=== Begin Enclosure ===

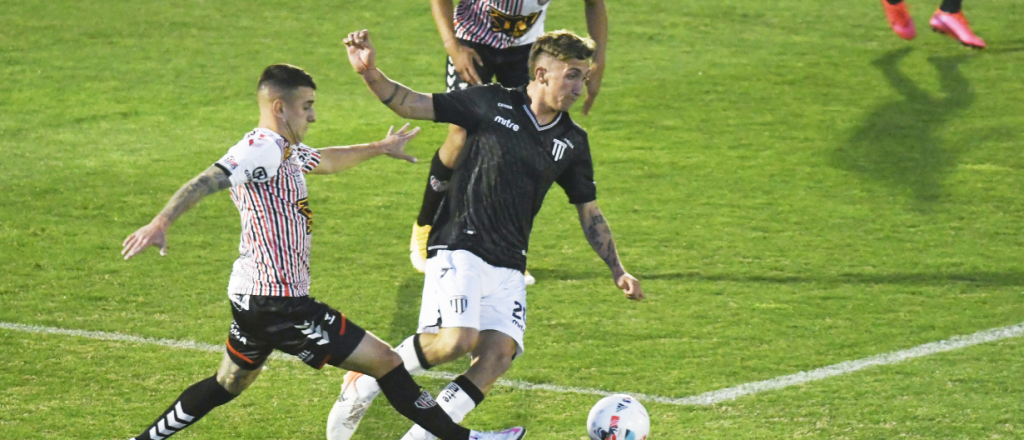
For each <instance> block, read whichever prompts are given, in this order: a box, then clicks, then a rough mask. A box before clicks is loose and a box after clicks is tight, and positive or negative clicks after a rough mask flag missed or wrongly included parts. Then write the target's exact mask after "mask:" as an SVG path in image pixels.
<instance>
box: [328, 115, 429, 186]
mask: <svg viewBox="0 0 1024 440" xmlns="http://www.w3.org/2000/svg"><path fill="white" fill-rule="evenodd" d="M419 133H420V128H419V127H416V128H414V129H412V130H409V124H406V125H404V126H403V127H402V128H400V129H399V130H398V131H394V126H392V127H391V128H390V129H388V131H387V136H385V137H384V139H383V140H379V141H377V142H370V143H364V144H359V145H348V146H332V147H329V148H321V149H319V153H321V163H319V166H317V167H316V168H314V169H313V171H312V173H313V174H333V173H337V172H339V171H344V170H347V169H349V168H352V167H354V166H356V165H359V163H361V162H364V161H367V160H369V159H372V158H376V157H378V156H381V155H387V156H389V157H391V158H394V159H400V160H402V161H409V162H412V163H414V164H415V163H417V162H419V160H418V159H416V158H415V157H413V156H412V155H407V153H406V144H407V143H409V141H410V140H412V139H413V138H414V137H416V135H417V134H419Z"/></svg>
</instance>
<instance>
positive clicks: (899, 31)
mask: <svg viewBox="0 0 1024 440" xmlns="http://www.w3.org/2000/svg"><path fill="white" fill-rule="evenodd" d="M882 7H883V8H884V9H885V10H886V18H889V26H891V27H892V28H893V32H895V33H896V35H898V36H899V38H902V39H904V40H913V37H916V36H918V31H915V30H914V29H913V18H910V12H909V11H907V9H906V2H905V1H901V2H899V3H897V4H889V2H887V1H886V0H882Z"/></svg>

=== End Enclosure ===
=== Begin Enclosure ===

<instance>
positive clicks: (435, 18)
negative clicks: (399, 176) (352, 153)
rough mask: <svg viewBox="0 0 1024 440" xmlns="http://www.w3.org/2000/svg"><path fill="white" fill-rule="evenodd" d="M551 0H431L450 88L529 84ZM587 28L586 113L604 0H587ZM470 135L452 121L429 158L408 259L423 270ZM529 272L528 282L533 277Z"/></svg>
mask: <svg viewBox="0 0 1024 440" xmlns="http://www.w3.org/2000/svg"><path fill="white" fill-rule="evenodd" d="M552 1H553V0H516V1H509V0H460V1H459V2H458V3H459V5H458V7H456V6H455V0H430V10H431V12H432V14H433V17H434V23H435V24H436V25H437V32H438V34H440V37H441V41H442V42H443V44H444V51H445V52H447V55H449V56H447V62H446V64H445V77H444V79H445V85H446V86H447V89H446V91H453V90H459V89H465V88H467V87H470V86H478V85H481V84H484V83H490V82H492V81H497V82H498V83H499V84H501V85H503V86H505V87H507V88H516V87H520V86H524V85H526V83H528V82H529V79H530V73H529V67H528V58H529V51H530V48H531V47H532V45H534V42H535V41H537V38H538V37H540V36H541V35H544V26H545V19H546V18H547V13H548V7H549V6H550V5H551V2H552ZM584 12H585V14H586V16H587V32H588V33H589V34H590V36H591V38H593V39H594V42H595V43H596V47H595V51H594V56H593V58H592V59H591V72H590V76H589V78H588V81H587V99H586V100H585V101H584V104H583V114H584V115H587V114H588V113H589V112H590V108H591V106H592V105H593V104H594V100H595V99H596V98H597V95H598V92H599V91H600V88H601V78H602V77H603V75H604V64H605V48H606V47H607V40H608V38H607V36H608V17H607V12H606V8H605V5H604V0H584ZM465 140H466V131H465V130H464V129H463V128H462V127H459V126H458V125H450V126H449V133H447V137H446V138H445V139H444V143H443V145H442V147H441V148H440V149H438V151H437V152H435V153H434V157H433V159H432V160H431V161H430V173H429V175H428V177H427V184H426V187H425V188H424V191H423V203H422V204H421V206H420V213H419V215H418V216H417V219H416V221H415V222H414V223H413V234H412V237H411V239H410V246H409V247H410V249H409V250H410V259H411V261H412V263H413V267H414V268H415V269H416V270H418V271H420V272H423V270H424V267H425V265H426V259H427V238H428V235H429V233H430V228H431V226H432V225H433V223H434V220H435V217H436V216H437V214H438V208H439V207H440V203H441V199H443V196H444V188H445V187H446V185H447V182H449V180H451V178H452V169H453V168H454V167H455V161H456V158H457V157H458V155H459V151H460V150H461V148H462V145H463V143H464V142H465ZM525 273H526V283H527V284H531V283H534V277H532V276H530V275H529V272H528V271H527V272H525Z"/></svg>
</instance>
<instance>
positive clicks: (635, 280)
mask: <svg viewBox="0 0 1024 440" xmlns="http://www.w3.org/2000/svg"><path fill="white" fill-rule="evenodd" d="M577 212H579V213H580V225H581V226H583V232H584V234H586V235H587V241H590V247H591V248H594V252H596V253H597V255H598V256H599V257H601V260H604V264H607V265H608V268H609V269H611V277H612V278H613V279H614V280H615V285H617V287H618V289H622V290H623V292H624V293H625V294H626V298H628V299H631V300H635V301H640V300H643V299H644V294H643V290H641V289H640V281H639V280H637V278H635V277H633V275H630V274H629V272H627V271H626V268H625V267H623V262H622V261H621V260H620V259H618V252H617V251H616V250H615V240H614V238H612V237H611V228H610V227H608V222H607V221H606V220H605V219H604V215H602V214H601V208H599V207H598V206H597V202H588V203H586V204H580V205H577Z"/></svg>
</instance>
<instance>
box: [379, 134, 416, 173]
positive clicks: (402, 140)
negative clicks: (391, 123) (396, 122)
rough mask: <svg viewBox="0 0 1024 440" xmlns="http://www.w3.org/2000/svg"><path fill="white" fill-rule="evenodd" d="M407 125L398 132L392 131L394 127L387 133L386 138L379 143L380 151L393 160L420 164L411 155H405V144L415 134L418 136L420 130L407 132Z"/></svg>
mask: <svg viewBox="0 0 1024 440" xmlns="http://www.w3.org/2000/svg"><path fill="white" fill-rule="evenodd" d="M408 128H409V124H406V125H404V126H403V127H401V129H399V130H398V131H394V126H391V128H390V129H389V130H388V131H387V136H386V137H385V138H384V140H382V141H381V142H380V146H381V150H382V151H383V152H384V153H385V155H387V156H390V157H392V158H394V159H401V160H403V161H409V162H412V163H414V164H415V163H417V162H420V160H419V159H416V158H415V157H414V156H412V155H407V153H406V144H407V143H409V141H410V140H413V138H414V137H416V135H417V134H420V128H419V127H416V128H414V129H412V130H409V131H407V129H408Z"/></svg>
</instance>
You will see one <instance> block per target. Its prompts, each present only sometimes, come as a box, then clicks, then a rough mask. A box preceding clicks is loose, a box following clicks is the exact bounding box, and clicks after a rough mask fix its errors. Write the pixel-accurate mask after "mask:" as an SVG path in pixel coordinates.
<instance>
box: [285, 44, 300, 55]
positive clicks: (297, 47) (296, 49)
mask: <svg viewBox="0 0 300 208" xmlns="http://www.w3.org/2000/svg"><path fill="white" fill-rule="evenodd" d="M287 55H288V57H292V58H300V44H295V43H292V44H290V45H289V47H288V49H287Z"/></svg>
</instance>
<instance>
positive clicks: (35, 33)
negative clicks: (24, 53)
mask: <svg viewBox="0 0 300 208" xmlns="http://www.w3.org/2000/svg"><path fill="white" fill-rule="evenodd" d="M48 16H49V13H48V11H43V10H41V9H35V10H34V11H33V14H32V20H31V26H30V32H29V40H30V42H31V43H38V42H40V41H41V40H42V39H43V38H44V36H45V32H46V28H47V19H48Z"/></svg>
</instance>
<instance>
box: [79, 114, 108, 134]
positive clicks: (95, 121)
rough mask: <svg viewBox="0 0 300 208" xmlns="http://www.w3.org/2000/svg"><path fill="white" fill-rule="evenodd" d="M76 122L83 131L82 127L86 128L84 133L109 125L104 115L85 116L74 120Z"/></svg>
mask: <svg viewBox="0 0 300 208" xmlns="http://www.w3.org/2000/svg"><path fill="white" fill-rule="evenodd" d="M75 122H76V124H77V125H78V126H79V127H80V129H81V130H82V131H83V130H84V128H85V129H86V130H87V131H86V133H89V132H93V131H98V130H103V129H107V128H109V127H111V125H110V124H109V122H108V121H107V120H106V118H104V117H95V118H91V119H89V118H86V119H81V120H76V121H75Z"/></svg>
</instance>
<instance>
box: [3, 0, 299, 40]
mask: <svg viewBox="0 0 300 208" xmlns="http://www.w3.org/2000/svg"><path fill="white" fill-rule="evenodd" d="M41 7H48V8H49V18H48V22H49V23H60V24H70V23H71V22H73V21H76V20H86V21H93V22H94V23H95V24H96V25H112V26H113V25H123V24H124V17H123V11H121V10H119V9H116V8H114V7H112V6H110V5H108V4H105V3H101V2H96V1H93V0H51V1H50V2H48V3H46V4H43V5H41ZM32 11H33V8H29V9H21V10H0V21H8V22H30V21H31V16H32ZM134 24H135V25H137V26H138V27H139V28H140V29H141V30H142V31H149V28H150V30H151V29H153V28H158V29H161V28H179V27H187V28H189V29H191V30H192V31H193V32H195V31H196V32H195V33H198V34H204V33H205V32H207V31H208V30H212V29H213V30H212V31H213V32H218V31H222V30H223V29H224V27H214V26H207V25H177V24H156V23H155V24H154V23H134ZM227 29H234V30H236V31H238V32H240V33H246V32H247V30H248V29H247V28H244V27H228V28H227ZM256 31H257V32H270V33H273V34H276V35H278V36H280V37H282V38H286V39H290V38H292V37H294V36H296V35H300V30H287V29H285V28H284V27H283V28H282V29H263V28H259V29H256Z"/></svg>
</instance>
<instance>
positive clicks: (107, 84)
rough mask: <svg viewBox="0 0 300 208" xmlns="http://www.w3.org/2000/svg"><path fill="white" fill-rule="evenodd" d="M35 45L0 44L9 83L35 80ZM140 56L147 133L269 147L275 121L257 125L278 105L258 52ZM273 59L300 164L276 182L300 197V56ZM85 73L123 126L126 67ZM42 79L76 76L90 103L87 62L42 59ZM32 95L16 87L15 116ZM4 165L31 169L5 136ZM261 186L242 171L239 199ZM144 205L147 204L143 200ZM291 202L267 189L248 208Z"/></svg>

=== End Enclosure ===
=== Begin Enclosure ===

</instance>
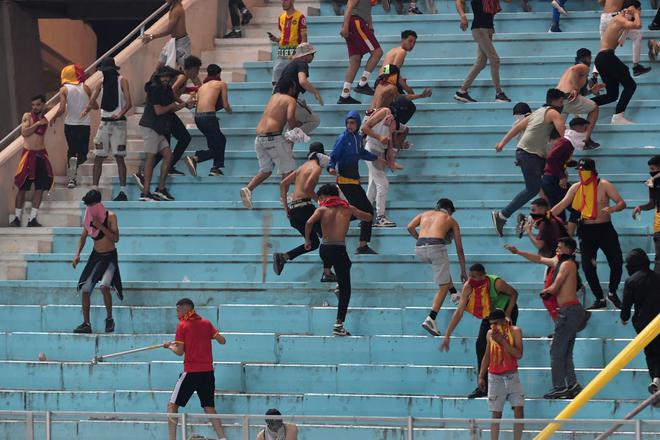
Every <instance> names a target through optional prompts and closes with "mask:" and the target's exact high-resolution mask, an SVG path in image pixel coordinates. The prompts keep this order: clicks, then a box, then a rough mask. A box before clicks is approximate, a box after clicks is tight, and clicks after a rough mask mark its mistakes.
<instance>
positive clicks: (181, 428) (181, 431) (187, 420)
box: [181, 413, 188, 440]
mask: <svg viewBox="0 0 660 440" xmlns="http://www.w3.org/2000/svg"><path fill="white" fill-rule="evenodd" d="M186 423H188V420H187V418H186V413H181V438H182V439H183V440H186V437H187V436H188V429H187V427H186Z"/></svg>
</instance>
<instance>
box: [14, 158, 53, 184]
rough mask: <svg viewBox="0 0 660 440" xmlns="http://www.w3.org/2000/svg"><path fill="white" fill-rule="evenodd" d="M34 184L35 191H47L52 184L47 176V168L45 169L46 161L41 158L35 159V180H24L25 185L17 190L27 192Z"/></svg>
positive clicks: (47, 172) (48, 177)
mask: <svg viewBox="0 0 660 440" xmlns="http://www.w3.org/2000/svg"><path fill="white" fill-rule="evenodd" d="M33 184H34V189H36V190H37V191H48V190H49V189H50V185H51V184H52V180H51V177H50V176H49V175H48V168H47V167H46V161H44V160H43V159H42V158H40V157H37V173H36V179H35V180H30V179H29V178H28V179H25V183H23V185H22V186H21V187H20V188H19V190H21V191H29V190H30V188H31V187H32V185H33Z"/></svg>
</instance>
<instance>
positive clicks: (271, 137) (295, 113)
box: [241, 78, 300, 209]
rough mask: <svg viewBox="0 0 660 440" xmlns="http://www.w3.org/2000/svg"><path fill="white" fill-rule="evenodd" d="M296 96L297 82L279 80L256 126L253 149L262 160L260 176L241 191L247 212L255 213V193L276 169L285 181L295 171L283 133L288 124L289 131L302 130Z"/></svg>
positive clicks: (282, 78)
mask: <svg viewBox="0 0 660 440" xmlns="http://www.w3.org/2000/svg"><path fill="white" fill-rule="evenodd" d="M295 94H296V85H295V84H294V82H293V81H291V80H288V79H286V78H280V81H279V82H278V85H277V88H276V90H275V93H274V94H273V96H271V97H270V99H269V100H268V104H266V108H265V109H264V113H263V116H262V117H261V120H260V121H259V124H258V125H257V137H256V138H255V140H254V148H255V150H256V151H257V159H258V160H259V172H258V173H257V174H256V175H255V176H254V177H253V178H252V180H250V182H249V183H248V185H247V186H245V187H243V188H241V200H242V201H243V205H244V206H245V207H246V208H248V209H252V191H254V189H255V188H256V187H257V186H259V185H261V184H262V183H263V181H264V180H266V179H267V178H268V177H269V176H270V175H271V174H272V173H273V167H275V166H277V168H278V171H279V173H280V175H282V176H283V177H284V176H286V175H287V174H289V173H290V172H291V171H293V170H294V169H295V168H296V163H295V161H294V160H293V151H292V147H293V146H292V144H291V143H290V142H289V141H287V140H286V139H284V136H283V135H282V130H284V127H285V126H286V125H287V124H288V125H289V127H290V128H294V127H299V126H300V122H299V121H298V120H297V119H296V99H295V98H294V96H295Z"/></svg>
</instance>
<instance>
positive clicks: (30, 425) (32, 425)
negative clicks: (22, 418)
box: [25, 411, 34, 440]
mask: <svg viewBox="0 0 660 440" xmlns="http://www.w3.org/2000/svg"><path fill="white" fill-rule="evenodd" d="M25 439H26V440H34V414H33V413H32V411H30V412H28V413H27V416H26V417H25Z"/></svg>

=== End Enclosure ===

Goal of the exercise - Copy the lines of the records above verbatim, beginning at the line that contains "For each <instance>" and ending after the line that contains "box: [328, 115, 429, 186]".

Output for this task -
For each <instance> block, read whichever prompts are given, in this order: a box, then clicks, then a rough mask. A box before clicks is loose and a box after clicks is tight, and positive or negative clicks after a rough mask flag missed or wrongly included parts. Then write the target's exact mask after "mask:" as an SVG path in image pixels.
<instance>
box: [328, 115, 429, 186]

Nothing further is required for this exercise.